YOUR INSTRUCTIONS — Copy the records from the line containing "Labeling instructions: identify every turquoise" through the line containing "xmin=408 ymin=178 xmax=451 ymax=266", both inclusive, scaling only the bounding-box coordinates in the answers by 2.55 and rounding each to a whole number, with halves rounded up. Keep every other line unchanged, including the sample coordinate lines.

==== PROVIDED ENTRIES ====

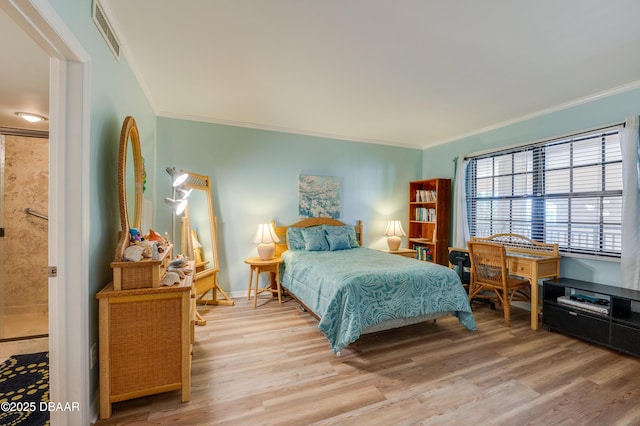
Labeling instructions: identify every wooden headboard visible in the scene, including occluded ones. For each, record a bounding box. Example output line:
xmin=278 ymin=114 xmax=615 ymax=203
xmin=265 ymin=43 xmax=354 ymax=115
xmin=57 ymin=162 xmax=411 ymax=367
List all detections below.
xmin=273 ymin=217 xmax=362 ymax=256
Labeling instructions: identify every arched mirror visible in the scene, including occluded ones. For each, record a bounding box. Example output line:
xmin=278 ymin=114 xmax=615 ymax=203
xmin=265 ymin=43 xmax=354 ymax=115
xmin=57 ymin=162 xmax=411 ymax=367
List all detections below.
xmin=116 ymin=116 xmax=144 ymax=261
xmin=180 ymin=172 xmax=234 ymax=314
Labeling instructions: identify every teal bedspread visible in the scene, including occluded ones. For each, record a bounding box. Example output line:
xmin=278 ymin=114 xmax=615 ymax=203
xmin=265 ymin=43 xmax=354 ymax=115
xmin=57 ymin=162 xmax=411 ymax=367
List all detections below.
xmin=281 ymin=248 xmax=476 ymax=353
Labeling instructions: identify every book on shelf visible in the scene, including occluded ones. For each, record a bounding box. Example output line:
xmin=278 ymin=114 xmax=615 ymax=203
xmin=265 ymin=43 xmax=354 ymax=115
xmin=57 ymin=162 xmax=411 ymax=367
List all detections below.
xmin=416 ymin=207 xmax=436 ymax=222
xmin=416 ymin=189 xmax=436 ymax=203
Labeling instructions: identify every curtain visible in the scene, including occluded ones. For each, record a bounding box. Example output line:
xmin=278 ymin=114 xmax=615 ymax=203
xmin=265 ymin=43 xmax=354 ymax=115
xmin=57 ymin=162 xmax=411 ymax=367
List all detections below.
xmin=620 ymin=116 xmax=640 ymax=290
xmin=453 ymin=156 xmax=470 ymax=248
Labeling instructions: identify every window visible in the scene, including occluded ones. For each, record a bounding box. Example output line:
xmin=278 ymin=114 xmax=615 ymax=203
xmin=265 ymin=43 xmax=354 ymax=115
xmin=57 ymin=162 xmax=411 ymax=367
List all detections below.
xmin=466 ymin=127 xmax=622 ymax=257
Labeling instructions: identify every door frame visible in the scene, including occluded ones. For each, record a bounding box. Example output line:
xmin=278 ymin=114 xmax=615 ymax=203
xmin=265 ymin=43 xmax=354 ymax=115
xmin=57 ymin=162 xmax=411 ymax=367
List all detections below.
xmin=0 ymin=0 xmax=91 ymax=425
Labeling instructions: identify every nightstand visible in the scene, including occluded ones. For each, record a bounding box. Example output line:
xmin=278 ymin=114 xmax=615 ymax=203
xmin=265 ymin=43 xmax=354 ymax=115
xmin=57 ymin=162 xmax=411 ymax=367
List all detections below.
xmin=244 ymin=257 xmax=283 ymax=308
xmin=377 ymin=247 xmax=416 ymax=259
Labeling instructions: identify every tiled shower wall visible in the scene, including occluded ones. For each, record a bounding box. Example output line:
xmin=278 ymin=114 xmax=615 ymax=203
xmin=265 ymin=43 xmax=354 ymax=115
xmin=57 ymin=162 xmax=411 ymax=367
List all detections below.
xmin=1 ymin=135 xmax=49 ymax=315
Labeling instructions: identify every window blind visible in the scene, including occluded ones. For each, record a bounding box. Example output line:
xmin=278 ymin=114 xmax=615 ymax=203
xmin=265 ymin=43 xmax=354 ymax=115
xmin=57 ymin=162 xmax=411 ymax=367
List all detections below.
xmin=466 ymin=126 xmax=622 ymax=257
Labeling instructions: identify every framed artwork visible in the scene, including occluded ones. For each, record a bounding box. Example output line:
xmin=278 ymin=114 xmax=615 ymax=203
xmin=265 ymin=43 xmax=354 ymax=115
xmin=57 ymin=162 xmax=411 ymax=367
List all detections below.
xmin=298 ymin=174 xmax=340 ymax=219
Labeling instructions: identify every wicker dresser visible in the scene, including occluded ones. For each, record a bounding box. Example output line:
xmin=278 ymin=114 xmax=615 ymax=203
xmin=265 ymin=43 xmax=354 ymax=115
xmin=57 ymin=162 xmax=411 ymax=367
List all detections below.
xmin=96 ymin=274 xmax=195 ymax=419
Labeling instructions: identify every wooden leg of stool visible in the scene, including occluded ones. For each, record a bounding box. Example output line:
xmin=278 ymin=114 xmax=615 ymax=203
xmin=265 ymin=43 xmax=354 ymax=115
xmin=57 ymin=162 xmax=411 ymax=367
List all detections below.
xmin=253 ymin=269 xmax=260 ymax=309
xmin=247 ymin=266 xmax=253 ymax=300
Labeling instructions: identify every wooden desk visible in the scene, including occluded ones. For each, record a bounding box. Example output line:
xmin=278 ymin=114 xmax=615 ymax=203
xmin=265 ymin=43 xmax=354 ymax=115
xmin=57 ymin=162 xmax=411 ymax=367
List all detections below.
xmin=450 ymin=234 xmax=561 ymax=330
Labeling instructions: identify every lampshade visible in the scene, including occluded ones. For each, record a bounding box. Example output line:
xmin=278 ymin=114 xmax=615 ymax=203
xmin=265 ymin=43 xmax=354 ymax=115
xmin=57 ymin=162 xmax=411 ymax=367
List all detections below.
xmin=253 ymin=223 xmax=280 ymax=260
xmin=166 ymin=167 xmax=189 ymax=186
xmin=384 ymin=220 xmax=407 ymax=251
xmin=384 ymin=220 xmax=407 ymax=237
xmin=164 ymin=198 xmax=187 ymax=215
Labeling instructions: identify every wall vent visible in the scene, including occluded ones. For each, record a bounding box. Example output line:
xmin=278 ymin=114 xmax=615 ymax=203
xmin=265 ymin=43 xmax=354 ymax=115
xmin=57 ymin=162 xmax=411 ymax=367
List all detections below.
xmin=93 ymin=0 xmax=120 ymax=61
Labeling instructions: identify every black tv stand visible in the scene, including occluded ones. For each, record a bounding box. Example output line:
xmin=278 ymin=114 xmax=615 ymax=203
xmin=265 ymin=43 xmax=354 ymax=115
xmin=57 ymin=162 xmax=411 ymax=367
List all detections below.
xmin=542 ymin=278 xmax=640 ymax=357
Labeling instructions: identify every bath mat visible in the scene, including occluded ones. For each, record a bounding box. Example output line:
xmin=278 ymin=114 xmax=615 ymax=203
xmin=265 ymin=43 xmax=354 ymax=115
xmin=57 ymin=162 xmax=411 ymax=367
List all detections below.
xmin=0 ymin=352 xmax=49 ymax=426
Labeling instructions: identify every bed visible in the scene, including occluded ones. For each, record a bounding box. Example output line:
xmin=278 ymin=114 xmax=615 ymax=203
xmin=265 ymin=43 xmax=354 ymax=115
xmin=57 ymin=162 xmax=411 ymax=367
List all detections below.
xmin=276 ymin=218 xmax=476 ymax=354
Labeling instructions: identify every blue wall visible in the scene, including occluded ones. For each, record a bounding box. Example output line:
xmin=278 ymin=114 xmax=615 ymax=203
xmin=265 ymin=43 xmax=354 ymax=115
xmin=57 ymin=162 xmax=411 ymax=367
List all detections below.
xmin=422 ymin=89 xmax=640 ymax=286
xmin=153 ymin=117 xmax=422 ymax=292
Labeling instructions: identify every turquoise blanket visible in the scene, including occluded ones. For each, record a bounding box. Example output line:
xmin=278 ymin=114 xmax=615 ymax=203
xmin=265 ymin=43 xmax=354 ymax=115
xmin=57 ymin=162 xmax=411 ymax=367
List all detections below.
xmin=282 ymin=248 xmax=476 ymax=353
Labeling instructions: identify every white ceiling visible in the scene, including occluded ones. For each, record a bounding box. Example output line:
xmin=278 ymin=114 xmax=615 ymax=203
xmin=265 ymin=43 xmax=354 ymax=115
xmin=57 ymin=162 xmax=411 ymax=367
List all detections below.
xmin=0 ymin=0 xmax=640 ymax=147
xmin=0 ymin=9 xmax=49 ymax=130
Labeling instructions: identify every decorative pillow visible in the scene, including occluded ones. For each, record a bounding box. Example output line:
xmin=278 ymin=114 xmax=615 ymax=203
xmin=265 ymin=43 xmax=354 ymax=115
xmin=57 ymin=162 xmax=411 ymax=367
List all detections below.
xmin=302 ymin=226 xmax=329 ymax=251
xmin=322 ymin=225 xmax=359 ymax=248
xmin=327 ymin=233 xmax=351 ymax=251
xmin=287 ymin=227 xmax=304 ymax=250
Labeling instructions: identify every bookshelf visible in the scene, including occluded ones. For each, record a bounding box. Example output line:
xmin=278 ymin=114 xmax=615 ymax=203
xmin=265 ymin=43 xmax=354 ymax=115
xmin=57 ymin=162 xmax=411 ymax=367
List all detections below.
xmin=408 ymin=178 xmax=451 ymax=266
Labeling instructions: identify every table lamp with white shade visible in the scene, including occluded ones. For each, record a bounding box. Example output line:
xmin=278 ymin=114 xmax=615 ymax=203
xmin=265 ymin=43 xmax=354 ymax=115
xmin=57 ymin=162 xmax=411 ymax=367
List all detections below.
xmin=253 ymin=223 xmax=280 ymax=260
xmin=384 ymin=220 xmax=407 ymax=251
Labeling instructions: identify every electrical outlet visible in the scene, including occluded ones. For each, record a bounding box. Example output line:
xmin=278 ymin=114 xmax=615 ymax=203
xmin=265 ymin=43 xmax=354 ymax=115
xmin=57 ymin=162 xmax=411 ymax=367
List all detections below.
xmin=91 ymin=343 xmax=98 ymax=368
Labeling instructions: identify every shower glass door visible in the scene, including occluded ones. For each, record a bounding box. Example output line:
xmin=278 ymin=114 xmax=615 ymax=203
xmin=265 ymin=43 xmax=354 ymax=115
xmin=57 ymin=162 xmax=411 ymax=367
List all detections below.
xmin=0 ymin=134 xmax=49 ymax=341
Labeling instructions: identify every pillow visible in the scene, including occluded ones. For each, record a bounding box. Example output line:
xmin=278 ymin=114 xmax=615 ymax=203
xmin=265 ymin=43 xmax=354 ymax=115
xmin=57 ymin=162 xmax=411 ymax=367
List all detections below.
xmin=302 ymin=226 xmax=329 ymax=251
xmin=327 ymin=232 xmax=351 ymax=251
xmin=322 ymin=225 xmax=359 ymax=248
xmin=287 ymin=227 xmax=304 ymax=250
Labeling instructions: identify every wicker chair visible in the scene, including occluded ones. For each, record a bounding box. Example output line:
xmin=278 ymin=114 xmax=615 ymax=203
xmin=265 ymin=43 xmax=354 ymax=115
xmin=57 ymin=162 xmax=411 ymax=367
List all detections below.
xmin=467 ymin=241 xmax=531 ymax=327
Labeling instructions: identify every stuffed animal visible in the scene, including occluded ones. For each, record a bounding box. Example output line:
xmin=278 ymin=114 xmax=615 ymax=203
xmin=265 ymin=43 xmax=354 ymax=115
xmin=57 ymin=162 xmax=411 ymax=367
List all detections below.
xmin=145 ymin=229 xmax=165 ymax=244
xmin=129 ymin=228 xmax=142 ymax=244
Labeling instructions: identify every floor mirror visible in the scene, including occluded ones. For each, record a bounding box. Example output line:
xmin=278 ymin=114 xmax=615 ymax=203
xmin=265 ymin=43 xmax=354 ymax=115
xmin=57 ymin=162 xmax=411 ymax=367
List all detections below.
xmin=180 ymin=172 xmax=234 ymax=325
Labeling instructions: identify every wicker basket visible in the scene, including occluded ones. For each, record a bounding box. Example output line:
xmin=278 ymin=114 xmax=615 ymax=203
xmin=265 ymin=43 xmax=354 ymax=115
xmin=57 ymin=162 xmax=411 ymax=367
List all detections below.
xmin=111 ymin=245 xmax=173 ymax=291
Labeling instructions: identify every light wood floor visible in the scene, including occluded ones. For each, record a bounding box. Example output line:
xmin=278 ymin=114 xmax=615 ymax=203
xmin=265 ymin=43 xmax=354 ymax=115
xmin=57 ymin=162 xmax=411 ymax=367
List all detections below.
xmin=92 ymin=296 xmax=640 ymax=425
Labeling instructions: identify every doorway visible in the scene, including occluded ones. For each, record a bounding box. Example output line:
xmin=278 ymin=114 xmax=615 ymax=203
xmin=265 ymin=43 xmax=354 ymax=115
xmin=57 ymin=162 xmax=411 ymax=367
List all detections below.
xmin=0 ymin=132 xmax=49 ymax=342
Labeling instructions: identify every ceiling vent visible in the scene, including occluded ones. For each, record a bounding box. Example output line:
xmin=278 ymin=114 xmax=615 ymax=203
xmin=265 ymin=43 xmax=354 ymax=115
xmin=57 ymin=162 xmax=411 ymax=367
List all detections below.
xmin=93 ymin=0 xmax=120 ymax=61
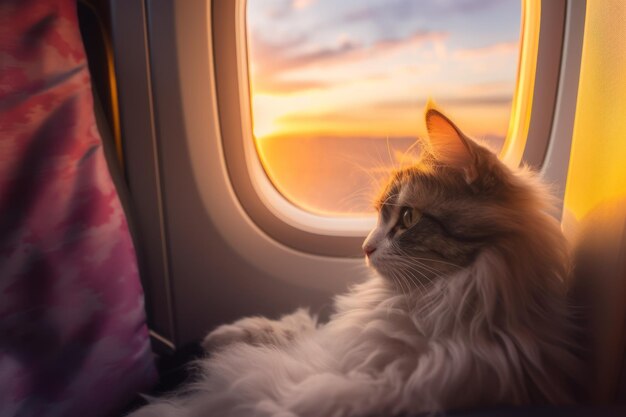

====

PROBLEM SOLUTION —
Labeling instructions: identify every turquoise blanket visible in the scene, including occluded ones. For each, record a bounding box. Example output line:
xmin=278 ymin=114 xmax=615 ymax=203
xmin=265 ymin=43 xmax=354 ymax=115
xmin=57 ymin=162 xmax=411 ymax=367
List all detections below.
xmin=719 ymin=632 xmax=1214 ymax=900
Labeling instructions: identify every white ceiling visible in the scene, including occluded ones. For each, record a bounding box. Example output line:
xmin=278 ymin=114 xmax=615 ymax=203
xmin=265 ymin=43 xmax=354 ymax=115
xmin=57 ymin=162 xmax=411 ymax=367
List all detections below.
xmin=0 ymin=0 xmax=1632 ymax=375
xmin=0 ymin=23 xmax=125 ymax=332
Labeling instructions: identify every decorative pillow visible in the scene, including occluded ones. For each, record a bounding box. Example output line:
xmin=278 ymin=114 xmax=615 ymax=203
xmin=265 ymin=43 xmax=354 ymax=115
xmin=57 ymin=162 xmax=411 ymax=367
List all detections below.
xmin=770 ymin=576 xmax=839 ymax=640
xmin=821 ymin=574 xmax=915 ymax=632
xmin=834 ymin=594 xmax=895 ymax=640
xmin=732 ymin=579 xmax=775 ymax=638
Labeling instructions: identify every bookshelf visible in the scene, including occluded ones. For each, record a bounding box. Example output line:
xmin=278 ymin=114 xmax=615 ymax=203
xmin=265 ymin=43 xmax=354 ymax=115
xmin=57 ymin=162 xmax=411 ymax=367
List all detections below.
xmin=1040 ymin=454 xmax=1150 ymax=678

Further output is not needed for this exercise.